[Location identification entries]
>> BEGIN

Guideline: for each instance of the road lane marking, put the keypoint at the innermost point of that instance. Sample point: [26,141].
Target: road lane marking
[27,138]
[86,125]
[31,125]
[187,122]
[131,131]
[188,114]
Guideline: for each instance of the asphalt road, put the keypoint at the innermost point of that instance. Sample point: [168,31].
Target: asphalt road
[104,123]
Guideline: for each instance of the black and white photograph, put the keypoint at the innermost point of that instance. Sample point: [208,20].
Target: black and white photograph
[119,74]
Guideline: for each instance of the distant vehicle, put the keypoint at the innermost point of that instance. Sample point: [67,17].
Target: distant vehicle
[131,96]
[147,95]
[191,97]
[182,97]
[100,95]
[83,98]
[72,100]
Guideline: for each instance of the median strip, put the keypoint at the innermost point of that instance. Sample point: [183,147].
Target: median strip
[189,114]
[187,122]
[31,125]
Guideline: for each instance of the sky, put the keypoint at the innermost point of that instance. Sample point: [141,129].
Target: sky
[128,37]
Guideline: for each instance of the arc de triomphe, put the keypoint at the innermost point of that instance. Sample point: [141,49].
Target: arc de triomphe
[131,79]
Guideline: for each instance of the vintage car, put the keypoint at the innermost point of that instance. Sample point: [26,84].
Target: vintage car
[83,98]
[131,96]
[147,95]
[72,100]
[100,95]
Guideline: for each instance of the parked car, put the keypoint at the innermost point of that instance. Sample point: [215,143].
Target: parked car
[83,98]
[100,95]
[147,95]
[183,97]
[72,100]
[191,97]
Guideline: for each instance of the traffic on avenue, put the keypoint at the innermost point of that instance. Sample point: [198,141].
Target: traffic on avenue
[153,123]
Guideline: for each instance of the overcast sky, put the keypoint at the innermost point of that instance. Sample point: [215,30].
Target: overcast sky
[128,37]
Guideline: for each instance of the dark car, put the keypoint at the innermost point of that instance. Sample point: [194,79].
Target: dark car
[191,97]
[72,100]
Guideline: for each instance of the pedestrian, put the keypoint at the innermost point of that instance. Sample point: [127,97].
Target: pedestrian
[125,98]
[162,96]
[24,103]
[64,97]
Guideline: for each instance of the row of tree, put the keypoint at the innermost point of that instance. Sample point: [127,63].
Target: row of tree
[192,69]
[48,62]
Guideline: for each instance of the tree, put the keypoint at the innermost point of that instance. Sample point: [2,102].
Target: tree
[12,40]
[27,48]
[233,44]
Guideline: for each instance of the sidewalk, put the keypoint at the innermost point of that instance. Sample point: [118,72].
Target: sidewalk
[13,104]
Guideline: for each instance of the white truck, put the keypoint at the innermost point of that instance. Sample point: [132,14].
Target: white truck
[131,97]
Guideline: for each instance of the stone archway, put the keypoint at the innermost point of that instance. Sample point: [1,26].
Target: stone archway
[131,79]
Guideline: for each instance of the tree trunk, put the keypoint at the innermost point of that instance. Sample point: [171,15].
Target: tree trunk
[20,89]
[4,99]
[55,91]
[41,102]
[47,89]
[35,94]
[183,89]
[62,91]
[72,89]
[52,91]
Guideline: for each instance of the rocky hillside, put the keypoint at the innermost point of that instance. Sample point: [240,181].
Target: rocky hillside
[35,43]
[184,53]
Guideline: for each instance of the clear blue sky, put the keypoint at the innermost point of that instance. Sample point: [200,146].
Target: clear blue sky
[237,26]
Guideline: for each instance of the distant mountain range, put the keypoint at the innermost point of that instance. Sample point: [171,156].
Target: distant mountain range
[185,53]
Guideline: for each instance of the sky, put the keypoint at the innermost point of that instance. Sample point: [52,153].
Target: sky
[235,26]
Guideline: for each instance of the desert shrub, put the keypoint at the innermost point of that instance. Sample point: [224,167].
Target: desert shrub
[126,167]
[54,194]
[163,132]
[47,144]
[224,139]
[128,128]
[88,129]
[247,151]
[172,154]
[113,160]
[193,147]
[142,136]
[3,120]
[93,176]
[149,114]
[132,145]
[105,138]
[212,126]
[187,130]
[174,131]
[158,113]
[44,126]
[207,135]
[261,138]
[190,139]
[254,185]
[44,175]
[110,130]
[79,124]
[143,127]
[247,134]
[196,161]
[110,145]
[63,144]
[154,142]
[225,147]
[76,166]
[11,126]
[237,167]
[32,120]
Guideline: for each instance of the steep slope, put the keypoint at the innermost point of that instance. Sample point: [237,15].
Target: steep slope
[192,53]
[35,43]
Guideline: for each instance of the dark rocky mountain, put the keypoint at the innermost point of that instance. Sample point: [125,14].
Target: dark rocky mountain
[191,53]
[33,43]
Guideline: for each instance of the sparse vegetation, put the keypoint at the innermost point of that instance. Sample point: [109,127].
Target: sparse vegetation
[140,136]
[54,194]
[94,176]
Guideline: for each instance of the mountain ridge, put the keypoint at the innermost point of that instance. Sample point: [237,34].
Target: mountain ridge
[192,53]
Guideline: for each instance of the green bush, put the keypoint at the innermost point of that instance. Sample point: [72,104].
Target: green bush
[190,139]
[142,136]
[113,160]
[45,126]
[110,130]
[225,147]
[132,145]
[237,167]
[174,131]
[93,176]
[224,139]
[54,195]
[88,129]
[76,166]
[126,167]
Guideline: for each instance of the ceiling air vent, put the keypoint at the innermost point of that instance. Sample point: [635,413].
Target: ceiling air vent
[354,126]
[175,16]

>> END

## [PROBLEM STATEMENT]
Give back, unchanged, every line from the one with "Guideline: for each instance of the sparse" to the end of the entries above.

## [FULL SOLUTION]
Guideline: for each instance of the sparse vegetation, put the keypoint at the innermost point of that instance. Sample point: [109,127].
Target: sparse vegetation
[140,136]
[54,194]
[94,176]
Guideline: for each instance of the mountain ridge, put the keypoint at the innermost point of that instance. Sample point: [237,34].
Target: mountain ridge
[192,53]
Guideline: for each instance of the green bush, put the keypoint at the innermost point of that instance. Sample point: [72,104].
Target: green bush
[190,139]
[142,136]
[113,160]
[45,126]
[110,130]
[225,147]
[132,145]
[237,167]
[174,131]
[93,176]
[224,139]
[54,195]
[88,129]
[76,166]
[126,167]
Guideline: for each instance of the ceiling air vent, put the keypoint at the innermost point of that instance. Sample point: [635,413].
Target: ceiling air vent
[354,126]
[175,16]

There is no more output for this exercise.